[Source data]
________________________________________

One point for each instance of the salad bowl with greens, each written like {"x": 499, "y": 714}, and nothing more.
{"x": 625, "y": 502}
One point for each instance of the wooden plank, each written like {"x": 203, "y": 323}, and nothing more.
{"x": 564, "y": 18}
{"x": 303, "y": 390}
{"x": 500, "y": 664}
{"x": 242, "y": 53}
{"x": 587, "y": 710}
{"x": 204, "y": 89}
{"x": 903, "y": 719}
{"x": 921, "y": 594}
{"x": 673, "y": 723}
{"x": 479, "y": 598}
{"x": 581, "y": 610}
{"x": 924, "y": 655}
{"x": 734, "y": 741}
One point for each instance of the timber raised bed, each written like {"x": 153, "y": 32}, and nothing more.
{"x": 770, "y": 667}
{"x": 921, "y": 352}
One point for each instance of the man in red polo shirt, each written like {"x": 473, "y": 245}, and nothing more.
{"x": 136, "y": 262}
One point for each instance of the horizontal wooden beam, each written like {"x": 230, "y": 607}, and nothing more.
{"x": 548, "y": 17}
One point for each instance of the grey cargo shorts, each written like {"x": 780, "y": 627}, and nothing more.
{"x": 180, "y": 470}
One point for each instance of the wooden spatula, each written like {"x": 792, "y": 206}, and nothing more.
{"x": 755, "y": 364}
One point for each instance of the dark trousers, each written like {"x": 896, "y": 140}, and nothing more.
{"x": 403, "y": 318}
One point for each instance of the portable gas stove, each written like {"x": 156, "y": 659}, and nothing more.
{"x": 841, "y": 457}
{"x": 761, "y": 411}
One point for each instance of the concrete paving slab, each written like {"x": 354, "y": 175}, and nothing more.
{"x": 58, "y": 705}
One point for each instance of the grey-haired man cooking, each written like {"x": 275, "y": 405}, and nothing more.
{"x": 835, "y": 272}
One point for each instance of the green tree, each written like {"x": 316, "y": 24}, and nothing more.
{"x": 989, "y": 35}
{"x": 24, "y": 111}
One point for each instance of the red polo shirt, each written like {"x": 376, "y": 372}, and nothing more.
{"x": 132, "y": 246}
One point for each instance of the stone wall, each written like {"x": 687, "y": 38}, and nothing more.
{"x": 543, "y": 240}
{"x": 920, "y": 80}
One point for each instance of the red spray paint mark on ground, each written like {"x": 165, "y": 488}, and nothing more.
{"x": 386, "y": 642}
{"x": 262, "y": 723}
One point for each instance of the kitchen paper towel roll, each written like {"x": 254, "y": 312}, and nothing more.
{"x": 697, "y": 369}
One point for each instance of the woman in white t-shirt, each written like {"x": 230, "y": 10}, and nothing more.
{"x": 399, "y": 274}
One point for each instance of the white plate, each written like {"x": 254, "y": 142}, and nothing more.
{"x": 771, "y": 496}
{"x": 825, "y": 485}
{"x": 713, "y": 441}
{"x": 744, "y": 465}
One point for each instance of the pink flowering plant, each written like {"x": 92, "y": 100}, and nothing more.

________________________________________

-- What you have to do --
Rewrite the material above, changing every "instance" to "occurrence" and leaving everything else as it stands.

-- Task solution --
One point for each occurrence of the salad bowl with greens, each written like {"x": 499, "y": 714}, and nothing more.
{"x": 625, "y": 502}
One point for each occurrence of the wooden plank, each written like {"x": 203, "y": 323}, and nothing more.
{"x": 564, "y": 18}
{"x": 303, "y": 390}
{"x": 500, "y": 664}
{"x": 242, "y": 53}
{"x": 587, "y": 710}
{"x": 204, "y": 89}
{"x": 903, "y": 719}
{"x": 921, "y": 594}
{"x": 673, "y": 723}
{"x": 479, "y": 598}
{"x": 581, "y": 610}
{"x": 924, "y": 655}
{"x": 734, "y": 741}
One point for each occurrence of the timber raised bed, each written like {"x": 153, "y": 32}, and nothing more.
{"x": 770, "y": 667}
{"x": 921, "y": 352}
One point for each occurrence of the man in red polo shirt, each written like {"x": 473, "y": 245}, and nothing more.
{"x": 136, "y": 262}
One point for each occurrence of the horizontal wooden beam, each written like {"x": 230, "y": 607}, and nothing more.
{"x": 548, "y": 17}
One point for each occurrence of the grey cargo shorts, each written like {"x": 780, "y": 627}, and nothing more.
{"x": 180, "y": 470}
One point for each occurrence of the wooden spatula, each written like {"x": 792, "y": 206}, and nothing more.
{"x": 755, "y": 364}
One point for each occurrence of the dark trousers, each written like {"x": 896, "y": 140}, and nothing more.
{"x": 403, "y": 318}
One point for each occurrence of the portable gas stove, each written like {"x": 156, "y": 659}, and nothing more.
{"x": 841, "y": 457}
{"x": 761, "y": 411}
One point for each occurrence of the concrete paving slab, each written like {"x": 354, "y": 175}, and nothing more.
{"x": 58, "y": 705}
One point for each occurrence of the grey-haired man cooking, each written like {"x": 275, "y": 405}, and nothing more.
{"x": 835, "y": 272}
One point for each occurrence of the green tree, each written like {"x": 316, "y": 24}, and nothing more.
{"x": 989, "y": 35}
{"x": 24, "y": 111}
One point for each occurrence of the red polo shirt, each written like {"x": 376, "y": 372}, and nothing more.
{"x": 132, "y": 246}
One point for each occurrence of the stone wall, each written like {"x": 687, "y": 38}, and nothing more.
{"x": 543, "y": 240}
{"x": 920, "y": 80}
One point for each occurrence of the red spray paint mark on ground, each written like {"x": 165, "y": 488}, and nothing more.
{"x": 386, "y": 642}
{"x": 262, "y": 723}
One point for each occurrence of the kitchen paper towel roll, each written like {"x": 254, "y": 312}, and nothing more.
{"x": 697, "y": 369}
One point for each occurrence of the woman in white t-shirt, each written like {"x": 230, "y": 10}, and nothing more.
{"x": 399, "y": 274}
One point for each occurrence of the white plate, each written like {"x": 254, "y": 142}, and nothing more.
{"x": 771, "y": 496}
{"x": 825, "y": 485}
{"x": 713, "y": 441}
{"x": 744, "y": 465}
One point for each occurrence of the pink flowering plant, each written like {"x": 92, "y": 100}, and nothing more.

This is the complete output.